Request 1 =>
Print the lines of the records below unchanged. Begin at the line that has "of the lichen" and stop after the last line of the records.

Reading passage =>
.....
Gualcamayo, Argentina
Production at Gualcamayo was 29,462 ounces in the first quarter. Both tonnage and grade are expected to increase throughout the year. Production expectations for the year remain consistent with previous guidance.
Jacobina, Brazil
Production at Jacobina was 25,022 ounces in the first quarter. The Company remains focused on improving dilution and recovery as well as improving equipment availability and maintenance to better manage costs. Production expectations for the year remain consistent with previous guidance. The Company also remains focused on exploring, discovering and developing higher grade areas including Canavieiras. Exploration efforts will also be focused on the new discovery, Lagartixa, which exhibits substantially higher grade than the current mineral reserve grade at Jacobina.
Minera Florida, Chile
Production at Minera Florida was 20,630 GEO in the first quarter and was impacted by the earthquake which occurred on February 27. Processing resumed in the second half of March, and essentially reached full capacity in the end of March. Production expectations for the year remain consistent with previous guidance. Yamana continues to advance its tailings reprocessing project at Minera Florida, which is expected to add an additional 40,000 GEO beginning in 2012.
Fazenda Brasileiro, Brazil
Production at Fazenda Brasileiro was 14,738 ounces of gold. Production expectations for the year remain consistent with previous guidance although there will be variations quarter-over-quarter. As Fazenda Brasileiro reaches the end of its known mine life, based on mineral reserves, exploration efforts continue to focus on the two newly discovered areas, CLX2 and Lagoa do Gato, which Yamana believes represent significant potential to increase the mine life.
DEVELOPMENT UPDATE
C1 Santa Luz, Brazil
Yamana continues to conduct development work at C1 Santa Luz. Basic engineering has been completed and detailed engineering is advancing. Permitting and the start-up of construction are expected in 2010 with production expected to commence in 2012. During the permitting period, Yamana has undertaken a program to conduct pilot plant tests on metallurgy and recoveries to ensure operational reliability once operations begin.
Mercedes, Mexico
Yamana continues to conduct development work at Mercedes. Basic engineering and advanced mine development has been completed and exploration results continue to confirm Mercedes' high geological potential. The Company has purchased key lead time items and construction is expected to begin in May 2010 with production expected to commence in 2012.
Ernesto/Pau-a-Pique, Brazil
Yamana made a construction decision earlier this year for the development of Ernesto/Pau-a-Pique based on positive feasibility results. Yamana continues to conduct basic engineering and develop an exploration tunnel to facilitate drilling in deeper areas where there are further mineral resources. The Company also continues to conduct additional tests on metallurgy and recoveries. Permitting is underway and construction is expected to begin in 2010 with production start-up targeted for 2012.
.....
Request 2 =>
Output the part of the mining update above word for word. Begin at the words "Fazenda Brasileiro, Brazil" and stop after "the mine life.".

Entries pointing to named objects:
.....
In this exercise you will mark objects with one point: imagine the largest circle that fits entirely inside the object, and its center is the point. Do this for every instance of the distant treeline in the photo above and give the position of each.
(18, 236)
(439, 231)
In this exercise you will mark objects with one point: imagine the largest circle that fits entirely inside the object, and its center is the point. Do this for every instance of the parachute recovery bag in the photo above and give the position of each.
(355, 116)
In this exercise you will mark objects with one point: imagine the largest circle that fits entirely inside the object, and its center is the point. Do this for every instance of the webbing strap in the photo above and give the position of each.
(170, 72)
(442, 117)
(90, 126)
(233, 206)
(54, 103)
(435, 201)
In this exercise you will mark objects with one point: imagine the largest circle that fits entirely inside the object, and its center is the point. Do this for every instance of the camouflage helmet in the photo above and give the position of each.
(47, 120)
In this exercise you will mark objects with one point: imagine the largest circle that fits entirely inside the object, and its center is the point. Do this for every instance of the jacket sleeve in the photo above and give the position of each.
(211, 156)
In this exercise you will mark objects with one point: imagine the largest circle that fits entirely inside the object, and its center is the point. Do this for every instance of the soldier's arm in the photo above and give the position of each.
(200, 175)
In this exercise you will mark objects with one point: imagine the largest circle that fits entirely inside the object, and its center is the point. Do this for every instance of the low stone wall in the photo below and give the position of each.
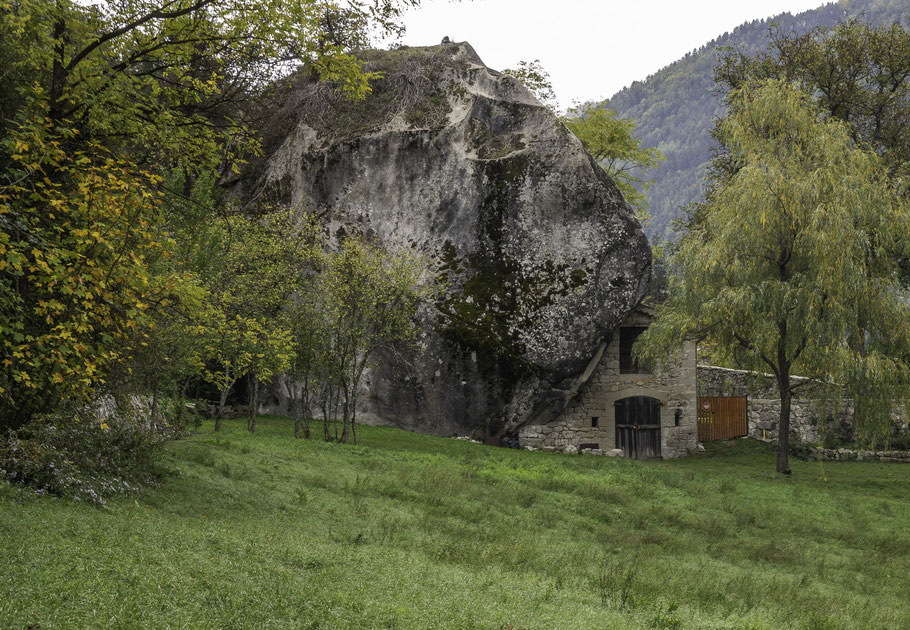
(814, 411)
(808, 419)
(846, 455)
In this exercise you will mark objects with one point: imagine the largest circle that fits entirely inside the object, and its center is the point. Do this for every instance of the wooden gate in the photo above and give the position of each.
(638, 426)
(722, 418)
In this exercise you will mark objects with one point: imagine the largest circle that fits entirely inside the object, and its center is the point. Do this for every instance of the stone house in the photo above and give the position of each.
(623, 406)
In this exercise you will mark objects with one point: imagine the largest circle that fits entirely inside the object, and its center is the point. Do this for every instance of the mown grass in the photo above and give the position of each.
(410, 531)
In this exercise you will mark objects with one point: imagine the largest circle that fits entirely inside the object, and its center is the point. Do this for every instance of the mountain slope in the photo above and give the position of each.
(674, 108)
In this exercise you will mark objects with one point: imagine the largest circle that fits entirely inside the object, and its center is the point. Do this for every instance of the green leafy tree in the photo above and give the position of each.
(100, 101)
(791, 265)
(858, 73)
(370, 301)
(611, 142)
(608, 138)
(250, 277)
(75, 279)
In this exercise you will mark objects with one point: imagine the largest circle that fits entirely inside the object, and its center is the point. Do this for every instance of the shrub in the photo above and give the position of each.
(84, 457)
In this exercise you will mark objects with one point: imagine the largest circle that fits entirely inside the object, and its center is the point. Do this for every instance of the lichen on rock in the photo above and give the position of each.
(539, 254)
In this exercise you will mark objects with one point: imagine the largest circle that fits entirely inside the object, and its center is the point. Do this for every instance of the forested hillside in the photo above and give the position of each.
(674, 108)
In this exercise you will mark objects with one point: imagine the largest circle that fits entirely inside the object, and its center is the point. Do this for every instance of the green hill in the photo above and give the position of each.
(674, 108)
(411, 531)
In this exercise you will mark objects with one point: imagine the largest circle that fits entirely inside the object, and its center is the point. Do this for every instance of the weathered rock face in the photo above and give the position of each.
(539, 254)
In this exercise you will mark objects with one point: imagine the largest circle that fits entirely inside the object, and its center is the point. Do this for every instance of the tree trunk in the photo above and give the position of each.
(153, 410)
(783, 429)
(305, 399)
(296, 402)
(345, 418)
(354, 422)
(254, 404)
(220, 411)
(58, 72)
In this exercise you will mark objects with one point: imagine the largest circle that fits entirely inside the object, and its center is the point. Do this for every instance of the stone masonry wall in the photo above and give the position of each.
(674, 387)
(809, 415)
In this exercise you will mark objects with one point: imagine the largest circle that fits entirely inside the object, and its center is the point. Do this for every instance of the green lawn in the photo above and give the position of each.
(410, 531)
.....
Exercise solution 1 =>
In this exercise you will mark objects with one point: imagine the largest circle that fits entirely inside the object, and its center is the point. Do this for every instance of the lichen on rock in the photo above and give the position of each.
(539, 254)
In this exercise you will mark objects with one point: imagine the largest circle that fits entirely inside the object, and its center is the point. Do this for every instance of the forested hillside in the photo above and give the position of each.
(674, 108)
In this exercise you will mark objects with one point: imagine the largest circle that fits entirely inside the object, and its center is the point. Do this for every instance of the green hill in the photo above and give the position of each.
(674, 108)
(411, 531)
In this exercise you will mark objects with one point: imagine the largest circle that fits entirely inside the object, and its center is the point. Do this for every instance of the weathered rock face in the photo above and give the position of each.
(539, 254)
In this exercise you will mark objects with one point: imagine the largest circle that fits entirely inside the object, and its center is the point. Do this for every instance of the tree trunk in the photo above and give the position of each.
(153, 410)
(783, 429)
(305, 399)
(296, 402)
(345, 418)
(354, 422)
(254, 404)
(220, 411)
(58, 72)
In this exercise you will mark objects with one point: imagine the largest circle that fits entirely inside the object, and its center is the point. Do this for every instance of the stone masonry wall in the photo above and give the position of each.
(674, 387)
(809, 415)
In this exercise you will mark objects with one point: imagine the largest circle that fits entirely inside the object, and its center is the point. Do this for every instance of the green lawn in the photo above and give the position of each.
(410, 531)

Exercise solution 2 =>
Fazenda Brasileiro, Brazil
Production at Fazenda Brasileiro was 14,738 ounces of gold. Production expectations for the year remain consistent with previous guidance although there will be variations quarter-over-quarter. As Fazenda Brasileiro reaches the end of its known mine life, based on mineral reserves, exploration efforts continue to focus on the two newly discovered areas, CLX2 and Lagoa do Gato, which Yamana believes represent significant potential to increase the mine life.